### [Direction]
Please go through the listing below and pull out every line that contains the word "sunset", copying each one in full.

### [Given information]
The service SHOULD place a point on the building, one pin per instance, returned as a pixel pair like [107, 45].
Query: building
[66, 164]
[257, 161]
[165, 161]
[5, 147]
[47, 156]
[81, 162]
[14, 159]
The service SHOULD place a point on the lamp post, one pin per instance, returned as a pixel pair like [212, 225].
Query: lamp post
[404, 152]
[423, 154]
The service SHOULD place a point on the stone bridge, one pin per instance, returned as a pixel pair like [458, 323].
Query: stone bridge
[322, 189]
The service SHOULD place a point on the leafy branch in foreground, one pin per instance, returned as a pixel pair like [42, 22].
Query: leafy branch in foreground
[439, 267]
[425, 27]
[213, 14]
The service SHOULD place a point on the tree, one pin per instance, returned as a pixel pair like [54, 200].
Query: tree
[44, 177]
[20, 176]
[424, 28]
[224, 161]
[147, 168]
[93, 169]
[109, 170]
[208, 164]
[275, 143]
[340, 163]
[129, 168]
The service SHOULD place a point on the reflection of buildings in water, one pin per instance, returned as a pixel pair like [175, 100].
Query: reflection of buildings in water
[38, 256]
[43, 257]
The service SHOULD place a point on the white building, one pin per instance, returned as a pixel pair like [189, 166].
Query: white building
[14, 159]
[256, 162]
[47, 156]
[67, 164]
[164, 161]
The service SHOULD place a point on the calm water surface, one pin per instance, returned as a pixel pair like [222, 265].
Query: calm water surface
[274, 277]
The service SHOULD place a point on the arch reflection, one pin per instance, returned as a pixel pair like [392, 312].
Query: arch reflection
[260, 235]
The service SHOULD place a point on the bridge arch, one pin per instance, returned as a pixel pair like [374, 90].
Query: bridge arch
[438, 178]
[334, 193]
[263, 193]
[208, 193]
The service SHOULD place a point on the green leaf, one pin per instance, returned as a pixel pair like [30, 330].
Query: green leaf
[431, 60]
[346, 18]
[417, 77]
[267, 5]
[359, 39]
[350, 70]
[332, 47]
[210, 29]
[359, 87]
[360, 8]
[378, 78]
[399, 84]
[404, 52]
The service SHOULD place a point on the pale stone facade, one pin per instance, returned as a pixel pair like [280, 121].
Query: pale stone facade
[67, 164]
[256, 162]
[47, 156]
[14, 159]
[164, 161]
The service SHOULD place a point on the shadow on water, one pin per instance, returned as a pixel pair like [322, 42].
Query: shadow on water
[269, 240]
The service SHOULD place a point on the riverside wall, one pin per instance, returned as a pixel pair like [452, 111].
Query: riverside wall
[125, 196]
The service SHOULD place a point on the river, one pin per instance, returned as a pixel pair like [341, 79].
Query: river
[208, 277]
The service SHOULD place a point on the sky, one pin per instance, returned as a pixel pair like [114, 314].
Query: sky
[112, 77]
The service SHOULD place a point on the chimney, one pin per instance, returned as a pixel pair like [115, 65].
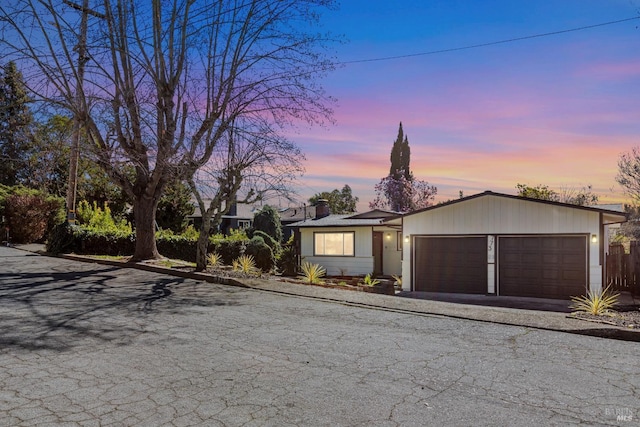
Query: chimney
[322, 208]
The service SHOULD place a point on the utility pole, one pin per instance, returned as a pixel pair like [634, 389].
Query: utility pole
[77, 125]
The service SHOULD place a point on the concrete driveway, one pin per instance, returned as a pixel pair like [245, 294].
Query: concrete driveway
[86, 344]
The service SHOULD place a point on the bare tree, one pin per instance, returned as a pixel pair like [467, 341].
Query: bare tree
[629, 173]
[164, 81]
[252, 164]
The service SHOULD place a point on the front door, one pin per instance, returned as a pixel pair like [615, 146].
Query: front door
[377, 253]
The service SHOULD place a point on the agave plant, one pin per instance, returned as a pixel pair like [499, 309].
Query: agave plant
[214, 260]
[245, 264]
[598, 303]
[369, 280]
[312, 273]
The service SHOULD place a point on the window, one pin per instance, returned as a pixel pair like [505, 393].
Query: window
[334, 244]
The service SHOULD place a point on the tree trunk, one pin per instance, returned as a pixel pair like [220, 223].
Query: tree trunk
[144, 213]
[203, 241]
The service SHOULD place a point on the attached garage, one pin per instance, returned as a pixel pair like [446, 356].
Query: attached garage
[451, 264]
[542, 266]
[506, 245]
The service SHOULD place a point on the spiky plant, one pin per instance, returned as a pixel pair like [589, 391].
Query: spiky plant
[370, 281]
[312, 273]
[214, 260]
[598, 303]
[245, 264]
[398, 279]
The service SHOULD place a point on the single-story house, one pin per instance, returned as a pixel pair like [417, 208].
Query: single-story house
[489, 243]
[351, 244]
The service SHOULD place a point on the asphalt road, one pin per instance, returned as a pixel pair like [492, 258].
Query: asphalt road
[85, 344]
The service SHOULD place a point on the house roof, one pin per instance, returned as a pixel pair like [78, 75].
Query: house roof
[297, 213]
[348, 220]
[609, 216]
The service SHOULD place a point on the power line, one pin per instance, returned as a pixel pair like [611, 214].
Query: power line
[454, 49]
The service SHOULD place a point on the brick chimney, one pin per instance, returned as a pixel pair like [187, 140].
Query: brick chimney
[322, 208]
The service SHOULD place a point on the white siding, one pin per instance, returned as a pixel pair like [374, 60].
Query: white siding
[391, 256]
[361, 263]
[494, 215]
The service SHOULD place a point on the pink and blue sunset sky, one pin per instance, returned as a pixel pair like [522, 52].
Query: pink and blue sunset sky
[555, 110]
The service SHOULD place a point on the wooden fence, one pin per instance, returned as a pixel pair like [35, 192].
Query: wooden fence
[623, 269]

---

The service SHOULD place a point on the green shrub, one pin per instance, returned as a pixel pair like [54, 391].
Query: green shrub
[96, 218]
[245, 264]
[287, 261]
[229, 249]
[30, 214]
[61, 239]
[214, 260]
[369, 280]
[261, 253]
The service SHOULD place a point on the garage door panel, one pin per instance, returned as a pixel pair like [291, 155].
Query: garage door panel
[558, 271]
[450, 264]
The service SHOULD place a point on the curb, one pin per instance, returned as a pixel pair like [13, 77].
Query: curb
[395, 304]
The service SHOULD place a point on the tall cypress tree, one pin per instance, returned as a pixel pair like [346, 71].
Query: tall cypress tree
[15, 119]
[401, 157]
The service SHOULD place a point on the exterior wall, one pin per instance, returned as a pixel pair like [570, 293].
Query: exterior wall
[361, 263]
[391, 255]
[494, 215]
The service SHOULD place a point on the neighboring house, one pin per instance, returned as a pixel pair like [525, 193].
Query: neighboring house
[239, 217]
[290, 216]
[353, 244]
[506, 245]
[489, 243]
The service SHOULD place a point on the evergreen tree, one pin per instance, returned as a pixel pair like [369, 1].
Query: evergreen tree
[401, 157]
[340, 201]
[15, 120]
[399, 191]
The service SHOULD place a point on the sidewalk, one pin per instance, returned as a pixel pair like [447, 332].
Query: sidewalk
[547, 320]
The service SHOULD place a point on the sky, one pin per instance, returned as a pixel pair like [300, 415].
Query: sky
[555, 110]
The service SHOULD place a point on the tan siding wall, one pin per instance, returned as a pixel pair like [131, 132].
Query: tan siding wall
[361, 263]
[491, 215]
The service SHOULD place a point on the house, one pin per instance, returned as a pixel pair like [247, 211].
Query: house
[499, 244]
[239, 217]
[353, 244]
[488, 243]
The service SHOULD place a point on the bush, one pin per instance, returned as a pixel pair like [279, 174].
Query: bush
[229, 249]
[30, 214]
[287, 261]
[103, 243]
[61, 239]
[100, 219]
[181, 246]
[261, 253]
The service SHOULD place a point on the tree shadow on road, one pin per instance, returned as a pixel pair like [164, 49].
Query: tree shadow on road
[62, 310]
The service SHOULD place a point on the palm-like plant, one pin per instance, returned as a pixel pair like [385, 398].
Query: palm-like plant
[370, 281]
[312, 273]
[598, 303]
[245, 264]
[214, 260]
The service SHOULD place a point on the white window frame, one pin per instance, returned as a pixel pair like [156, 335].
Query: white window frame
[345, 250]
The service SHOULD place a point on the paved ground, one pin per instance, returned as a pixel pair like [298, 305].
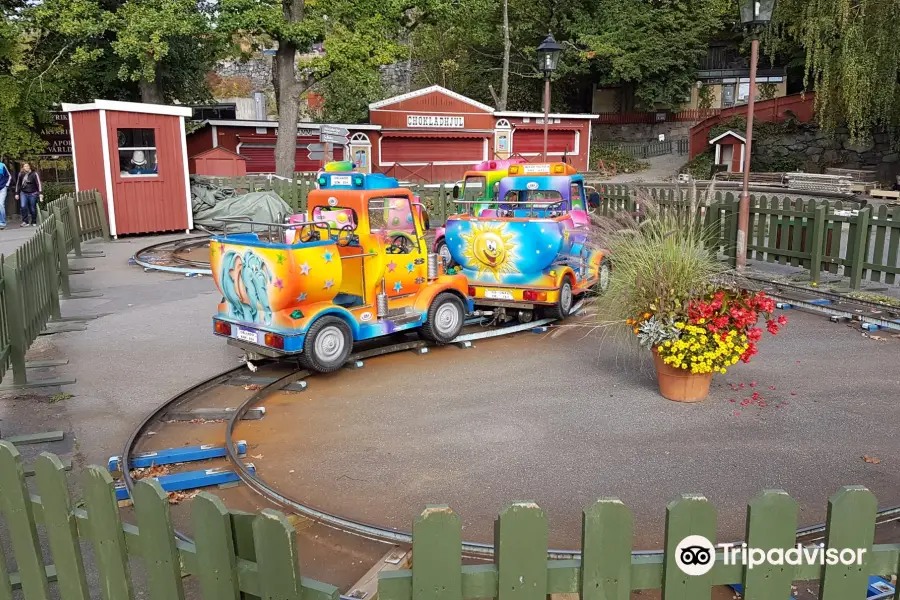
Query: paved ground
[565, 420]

### [Exercise answer]
The service SHOULD place a point on the pink and blue sunset sky, one pin per instance, returned as a pixel pair like [522, 52].
Query: pink and blue sunset sky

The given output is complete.